--- start Records for the task ---
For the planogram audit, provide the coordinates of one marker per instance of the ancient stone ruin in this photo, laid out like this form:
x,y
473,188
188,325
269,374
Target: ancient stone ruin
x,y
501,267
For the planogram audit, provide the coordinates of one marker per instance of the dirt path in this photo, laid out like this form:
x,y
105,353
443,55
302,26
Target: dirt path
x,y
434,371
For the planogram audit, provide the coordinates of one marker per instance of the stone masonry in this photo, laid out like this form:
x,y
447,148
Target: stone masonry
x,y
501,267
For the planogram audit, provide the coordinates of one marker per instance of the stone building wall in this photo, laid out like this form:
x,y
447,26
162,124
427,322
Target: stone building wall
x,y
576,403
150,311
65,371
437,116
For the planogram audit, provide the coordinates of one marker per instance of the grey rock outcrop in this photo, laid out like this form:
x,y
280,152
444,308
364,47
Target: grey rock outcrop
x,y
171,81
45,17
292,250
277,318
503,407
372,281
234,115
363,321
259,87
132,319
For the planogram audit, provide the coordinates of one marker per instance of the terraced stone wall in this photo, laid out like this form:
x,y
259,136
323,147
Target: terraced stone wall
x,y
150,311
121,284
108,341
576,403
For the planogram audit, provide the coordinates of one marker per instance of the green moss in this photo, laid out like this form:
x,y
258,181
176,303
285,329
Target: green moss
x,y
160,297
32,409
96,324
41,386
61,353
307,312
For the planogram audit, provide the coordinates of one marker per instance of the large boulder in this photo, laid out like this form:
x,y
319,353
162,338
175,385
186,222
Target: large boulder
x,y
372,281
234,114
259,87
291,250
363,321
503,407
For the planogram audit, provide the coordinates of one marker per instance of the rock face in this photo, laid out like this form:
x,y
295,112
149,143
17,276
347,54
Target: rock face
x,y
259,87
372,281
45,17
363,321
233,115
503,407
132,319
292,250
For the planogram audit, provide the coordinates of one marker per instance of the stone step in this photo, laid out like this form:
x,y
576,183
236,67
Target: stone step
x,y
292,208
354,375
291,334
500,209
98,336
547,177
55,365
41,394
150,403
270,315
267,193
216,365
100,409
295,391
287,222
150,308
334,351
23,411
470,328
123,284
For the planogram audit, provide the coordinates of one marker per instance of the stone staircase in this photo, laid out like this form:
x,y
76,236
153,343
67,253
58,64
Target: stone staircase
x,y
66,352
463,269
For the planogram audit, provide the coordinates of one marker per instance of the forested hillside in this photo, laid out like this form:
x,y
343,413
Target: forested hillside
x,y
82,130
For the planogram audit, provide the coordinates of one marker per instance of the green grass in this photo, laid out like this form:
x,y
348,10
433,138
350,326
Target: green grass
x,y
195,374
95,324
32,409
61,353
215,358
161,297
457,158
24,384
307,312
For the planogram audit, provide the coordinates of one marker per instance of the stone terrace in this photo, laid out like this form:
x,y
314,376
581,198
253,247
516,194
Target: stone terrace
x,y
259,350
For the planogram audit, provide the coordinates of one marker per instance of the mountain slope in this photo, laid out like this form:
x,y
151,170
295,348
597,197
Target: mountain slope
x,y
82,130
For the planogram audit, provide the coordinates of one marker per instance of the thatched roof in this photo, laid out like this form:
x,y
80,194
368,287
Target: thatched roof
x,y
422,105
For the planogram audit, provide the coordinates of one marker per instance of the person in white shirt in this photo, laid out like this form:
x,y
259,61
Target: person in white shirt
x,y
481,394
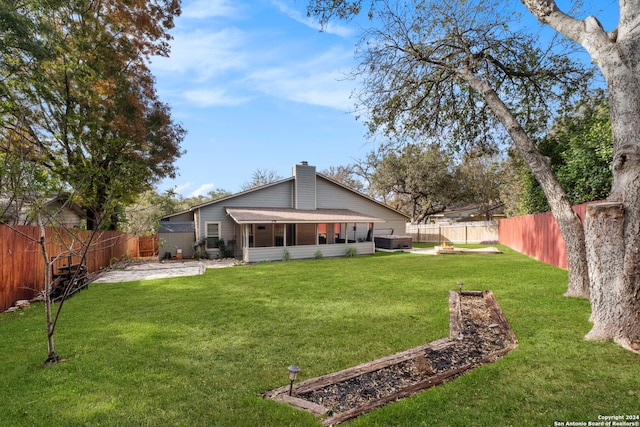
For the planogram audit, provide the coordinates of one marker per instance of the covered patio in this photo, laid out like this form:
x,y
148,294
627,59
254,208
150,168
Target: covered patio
x,y
267,234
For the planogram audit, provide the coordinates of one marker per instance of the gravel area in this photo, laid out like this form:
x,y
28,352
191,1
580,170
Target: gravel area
x,y
129,272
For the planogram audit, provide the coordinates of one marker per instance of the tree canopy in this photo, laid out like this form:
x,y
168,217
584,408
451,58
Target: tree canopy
x,y
77,91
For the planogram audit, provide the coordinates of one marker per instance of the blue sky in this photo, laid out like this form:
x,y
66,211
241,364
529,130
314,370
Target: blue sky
x,y
258,86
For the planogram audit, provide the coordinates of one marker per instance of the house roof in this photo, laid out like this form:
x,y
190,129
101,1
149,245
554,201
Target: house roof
x,y
283,215
262,187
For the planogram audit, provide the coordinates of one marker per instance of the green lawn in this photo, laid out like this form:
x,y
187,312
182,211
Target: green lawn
x,y
198,351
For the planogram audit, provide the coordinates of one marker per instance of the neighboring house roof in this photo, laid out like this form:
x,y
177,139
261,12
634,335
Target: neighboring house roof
x,y
283,215
469,212
177,227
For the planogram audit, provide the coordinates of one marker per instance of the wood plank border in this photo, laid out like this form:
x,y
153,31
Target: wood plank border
x,y
281,394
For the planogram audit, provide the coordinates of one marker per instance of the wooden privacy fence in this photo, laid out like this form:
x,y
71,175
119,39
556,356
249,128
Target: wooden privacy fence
x,y
538,236
460,232
148,246
22,265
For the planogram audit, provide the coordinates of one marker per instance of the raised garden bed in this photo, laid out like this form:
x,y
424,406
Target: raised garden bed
x,y
479,334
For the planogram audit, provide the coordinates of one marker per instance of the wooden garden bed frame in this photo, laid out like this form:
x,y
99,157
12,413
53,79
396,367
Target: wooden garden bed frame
x,y
281,394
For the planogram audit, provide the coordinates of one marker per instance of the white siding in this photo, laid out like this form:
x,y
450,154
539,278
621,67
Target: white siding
x,y
305,252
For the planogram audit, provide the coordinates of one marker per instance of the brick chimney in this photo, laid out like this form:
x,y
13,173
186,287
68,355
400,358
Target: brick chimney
x,y
304,196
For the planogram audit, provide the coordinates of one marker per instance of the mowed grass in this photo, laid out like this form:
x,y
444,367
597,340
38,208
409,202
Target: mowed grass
x,y
198,351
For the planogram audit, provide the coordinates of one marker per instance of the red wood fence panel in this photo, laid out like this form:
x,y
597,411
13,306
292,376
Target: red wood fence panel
x,y
22,265
537,236
148,246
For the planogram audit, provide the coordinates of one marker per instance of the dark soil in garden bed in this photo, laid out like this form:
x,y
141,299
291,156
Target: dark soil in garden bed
x,y
479,334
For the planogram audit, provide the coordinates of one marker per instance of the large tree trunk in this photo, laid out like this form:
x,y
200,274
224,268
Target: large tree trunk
x,y
569,223
613,230
613,314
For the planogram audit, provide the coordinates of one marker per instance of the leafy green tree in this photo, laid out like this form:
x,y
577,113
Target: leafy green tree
x,y
89,106
580,149
77,98
346,176
480,180
459,46
466,72
419,181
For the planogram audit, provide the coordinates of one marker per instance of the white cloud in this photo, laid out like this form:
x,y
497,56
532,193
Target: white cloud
x,y
318,81
203,189
204,54
183,188
214,97
330,28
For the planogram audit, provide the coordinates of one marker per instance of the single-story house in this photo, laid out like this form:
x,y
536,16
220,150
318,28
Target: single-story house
x,y
294,218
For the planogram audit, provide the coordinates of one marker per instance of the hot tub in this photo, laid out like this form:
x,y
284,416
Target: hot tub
x,y
392,241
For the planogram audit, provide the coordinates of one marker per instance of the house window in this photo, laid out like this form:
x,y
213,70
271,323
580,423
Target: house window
x,y
213,234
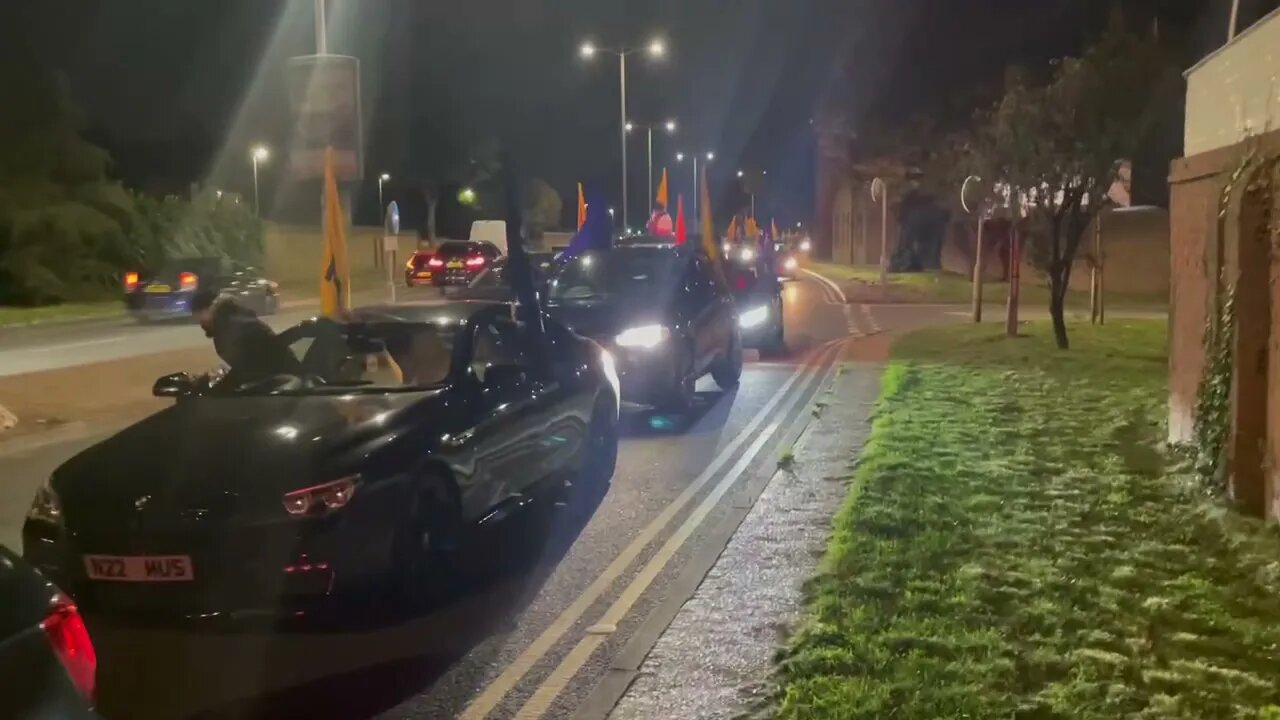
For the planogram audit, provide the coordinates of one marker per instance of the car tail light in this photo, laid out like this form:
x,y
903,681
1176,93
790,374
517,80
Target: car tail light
x,y
329,496
71,642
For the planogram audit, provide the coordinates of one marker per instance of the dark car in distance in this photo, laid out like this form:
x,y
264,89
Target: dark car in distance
x,y
661,310
494,282
167,292
408,427
759,308
48,662
457,263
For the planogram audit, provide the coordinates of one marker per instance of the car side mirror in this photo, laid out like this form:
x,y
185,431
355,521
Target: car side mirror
x,y
178,384
501,377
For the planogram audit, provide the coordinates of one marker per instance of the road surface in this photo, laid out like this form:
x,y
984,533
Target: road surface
x,y
534,637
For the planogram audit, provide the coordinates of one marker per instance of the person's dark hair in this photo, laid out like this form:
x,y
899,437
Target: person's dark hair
x,y
202,300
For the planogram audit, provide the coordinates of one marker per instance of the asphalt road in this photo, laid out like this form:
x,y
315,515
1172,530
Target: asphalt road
x,y
68,345
561,592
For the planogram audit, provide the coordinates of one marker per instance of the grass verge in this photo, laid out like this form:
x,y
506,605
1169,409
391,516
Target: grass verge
x,y
1016,547
10,315
862,285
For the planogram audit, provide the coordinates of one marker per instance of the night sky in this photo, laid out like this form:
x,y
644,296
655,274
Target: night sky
x,y
179,89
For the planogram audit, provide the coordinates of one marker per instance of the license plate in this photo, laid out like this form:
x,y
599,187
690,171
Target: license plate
x,y
140,568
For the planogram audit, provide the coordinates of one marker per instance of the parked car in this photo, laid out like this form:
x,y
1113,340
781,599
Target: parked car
x,y
48,661
410,425
167,292
457,263
663,314
419,268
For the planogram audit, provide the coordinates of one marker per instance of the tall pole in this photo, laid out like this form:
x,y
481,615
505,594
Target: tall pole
x,y
257,210
622,128
695,191
649,190
321,35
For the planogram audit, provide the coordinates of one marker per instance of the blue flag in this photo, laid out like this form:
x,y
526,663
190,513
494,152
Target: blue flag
x,y
597,232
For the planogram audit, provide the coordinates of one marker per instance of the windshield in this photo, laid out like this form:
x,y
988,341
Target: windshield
--- end Records for the task ---
- [Goal]: Copy the records starting at the line that contains "of the windshield" and ending at the end of the records, swapping "marker" for "pin" and leaving everything else unchanged.

- [Output for this task]:
For the planogram audit, provide the coordinates of one pin per instance of the windshield in this photo, laid out like this form:
x,y
988,341
Target: windshield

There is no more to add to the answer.